Document.
------------------------------------------------------------

Impact model: WaterGAP2-2e

WaterGAP2 is a global water availability and water use model. Some introducing information can be found here: https://en.wikipedia.org/wiki/WaterGAP and at www.watergap.de For participating in ISIMIP FastTrack we have used WaterGAP 2.2 (described in 10.5194/hess-18-3511-2014). WaterGAP2-2ISIMIP2a is a model version which is based on WaterGAP 2.2 (described in 10.5194/hess-18-3511-2014) but applied to the specifics of the simulation round ISIMIP2a. WaterGAP2-2c is a model version (WaterGAP 2.2c, described in 10.5194/hess-20-2877-2016) used for phase ISIMIP2b. We have re-run ISIMIP2a with WaterGAP2-2c to allow consistent assessments with ISIMIP2b simulation outputs. For ISIMIP3, we used WaterGAP2-2e (WaterGAP 2.2e) which is the successor of WaterGAP 2.2d (described in 10.5194/gmd-14-1037-2021).

Sector
Water (global)
Region
global

Information for the model WaterGAP2-2e is provided for the simulation rounds shown in the tabs below. Click on the appropriate tab to get the information for the simulation round you are interested in.

Person responsible for model simulations in this simulation round
Tim Trautmann: t.trautmann@em.uni-frankfurt.de, 0000-0001-8652-6836, Goethe University Frankfurt (Germany)
Additional persons involved: Hannes Müller Schmied
Output Data
Experiments: (*) ssp585_2015soc_default, ssp585_1850soc_default, ssp126_2015soc-from-histsoc_default, picontrol_2015soc-from-histsoc_default, ssp126_2015soc_default, picontrol_2015soc_default, historical_histsoc_default, ssp370_1850soc_default, ssp126_1850soc_default, historical_2015soc_default, ssp370_2015soc-from-histsoc_default, ssp370_2015soc_default, ssp585_2015soc-from-histsoc_default, picontrol_histsoc_default, historical_1850soc_default, picontrol_1850soc_default
Climate Drivers: GFDL-ESM4, IPSL-CM6A-LR, MPI-ESM1-2-HR, MRI-ESM2-0, UKESM1-0-LL
Date: 2022-04-21
Basic information
Model Version: WaterGAP2.2e
Model Output License: CC BY 4.0
Model Homepage: http://watergap.de/
Simulation Round Specific Description: * Data in embargo period, not yet publicly available
Reference Paper: Main Reference: Müller Schmied H, Cáceres D, Eisner S, Flörke M, Herbert C, Niemann C, Peiris T, Popat E, Portmann F, Reinecke R, Schumacher M, Shadkam S, Telteu C, Trautmann T, Döll P et al. The global water resources and use model WaterGAP v2.2d: model description and evaluation. Geoscientific Model Development,14,1037-1079,2021
Resolution
Spatial Aggregation: regular grid
Spatial Resolution: 0.5°x0.5°
Temporal Resolution Of Input Data: Climate Variables: daily
Temporal Resolution Of Input Data: Soil: constant
Additional Temporal Resolution Information: land cover from IGBP-classification based on MODIS land cover from the year 2004. Soil data from WISE Available Water Capacity (Batjes, 2012)
Input data sets used
Simulated Atmospheric Climate Data Sets Used: MRI-ESM2-0, IPSL-CM6A-LR, MPI-ESM1-2-HR, UKESM1-0-LL, GFDL-ESM4
Climate Variables: tas, rlds, rsds, pr
Additional Information About Input Variables: water use data described here: Flörke, M., Kynast, E., Bärlund, I., Eisner, S., Wimmer, F., Alcamo, J. (2013): Domestic and industrial water uses of the past 60 years as a mirror of socio-economic development: A global simulation study. Global Environ. Change, 23, 144-156. doi:10.1016/j.gloenvcha.2012.10.018.

------------------------------------------------------------

Problem 1.
Answer these questions using the WaterGAP2-2e model page. Give each answer on its own line, marked like its question.
(a) Which model version was used for phase ISIMIP2b?
(b) What spatial resolution does the model use?
(c) Under what license is the model output released?

------------------------------------------------------------

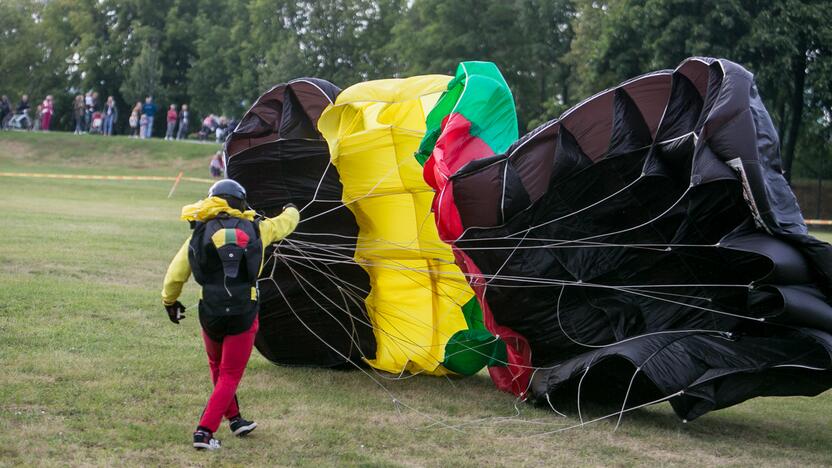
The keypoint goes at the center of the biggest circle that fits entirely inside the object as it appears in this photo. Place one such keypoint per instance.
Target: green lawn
(92, 372)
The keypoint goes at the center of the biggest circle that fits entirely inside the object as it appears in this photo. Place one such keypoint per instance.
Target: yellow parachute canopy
(418, 293)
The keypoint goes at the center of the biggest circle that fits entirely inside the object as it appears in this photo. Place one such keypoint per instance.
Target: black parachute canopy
(277, 154)
(648, 248)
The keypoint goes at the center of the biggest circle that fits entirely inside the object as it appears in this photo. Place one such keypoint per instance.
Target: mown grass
(92, 372)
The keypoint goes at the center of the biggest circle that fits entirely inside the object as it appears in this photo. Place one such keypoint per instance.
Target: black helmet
(230, 191)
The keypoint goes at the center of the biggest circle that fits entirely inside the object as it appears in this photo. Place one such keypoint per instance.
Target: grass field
(93, 373)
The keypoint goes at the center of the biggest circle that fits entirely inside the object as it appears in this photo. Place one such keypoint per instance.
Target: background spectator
(134, 123)
(79, 110)
(46, 113)
(209, 126)
(110, 115)
(148, 112)
(88, 107)
(217, 166)
(184, 120)
(5, 110)
(143, 125)
(21, 118)
(38, 115)
(172, 117)
(222, 127)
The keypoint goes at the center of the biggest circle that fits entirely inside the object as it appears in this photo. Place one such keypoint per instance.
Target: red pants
(227, 360)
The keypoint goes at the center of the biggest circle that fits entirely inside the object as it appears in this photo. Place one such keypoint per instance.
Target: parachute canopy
(365, 277)
(425, 316)
(277, 154)
(642, 247)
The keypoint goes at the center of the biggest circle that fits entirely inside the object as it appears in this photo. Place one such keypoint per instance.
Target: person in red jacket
(172, 117)
(225, 253)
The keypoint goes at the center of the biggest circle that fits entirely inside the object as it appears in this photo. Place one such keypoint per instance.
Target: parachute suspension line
(625, 289)
(633, 378)
(395, 338)
(465, 347)
(352, 338)
(717, 333)
(611, 415)
(318, 187)
(580, 384)
(549, 401)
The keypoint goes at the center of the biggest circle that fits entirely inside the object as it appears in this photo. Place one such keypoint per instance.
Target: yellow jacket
(271, 230)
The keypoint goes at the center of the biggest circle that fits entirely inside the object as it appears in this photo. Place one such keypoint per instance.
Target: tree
(144, 78)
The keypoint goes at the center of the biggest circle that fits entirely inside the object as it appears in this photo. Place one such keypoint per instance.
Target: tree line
(219, 55)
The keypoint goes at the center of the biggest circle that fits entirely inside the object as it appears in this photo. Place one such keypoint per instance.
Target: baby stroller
(97, 123)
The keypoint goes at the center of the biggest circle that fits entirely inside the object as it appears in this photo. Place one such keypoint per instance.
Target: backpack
(225, 254)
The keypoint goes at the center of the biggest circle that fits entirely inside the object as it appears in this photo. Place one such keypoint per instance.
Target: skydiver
(225, 253)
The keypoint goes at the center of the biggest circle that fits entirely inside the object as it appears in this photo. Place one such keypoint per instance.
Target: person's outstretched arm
(178, 273)
(274, 229)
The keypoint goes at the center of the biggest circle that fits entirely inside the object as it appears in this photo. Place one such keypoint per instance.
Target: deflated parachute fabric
(277, 154)
(648, 248)
(473, 119)
(425, 316)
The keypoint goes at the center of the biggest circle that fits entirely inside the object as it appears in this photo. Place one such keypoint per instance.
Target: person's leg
(236, 350)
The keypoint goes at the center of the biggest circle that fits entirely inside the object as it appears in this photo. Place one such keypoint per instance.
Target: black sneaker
(240, 427)
(205, 441)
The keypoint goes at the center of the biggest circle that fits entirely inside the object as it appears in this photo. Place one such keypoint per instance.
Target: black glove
(176, 312)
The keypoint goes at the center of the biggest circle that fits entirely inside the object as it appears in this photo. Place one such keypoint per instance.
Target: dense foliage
(218, 55)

------------------------------------------------------------

Problem 2. Filter the records and copy each line that contains the string "grass". Matching is case-sensitive.

Worked answer 1.
(a) WaterGAP2-2c (WaterGAP 2.2c)
(b) 0.5°x0.5°
(c) CC BY 4.0

Worked answer 2.
Target: mown grass
Target: grass field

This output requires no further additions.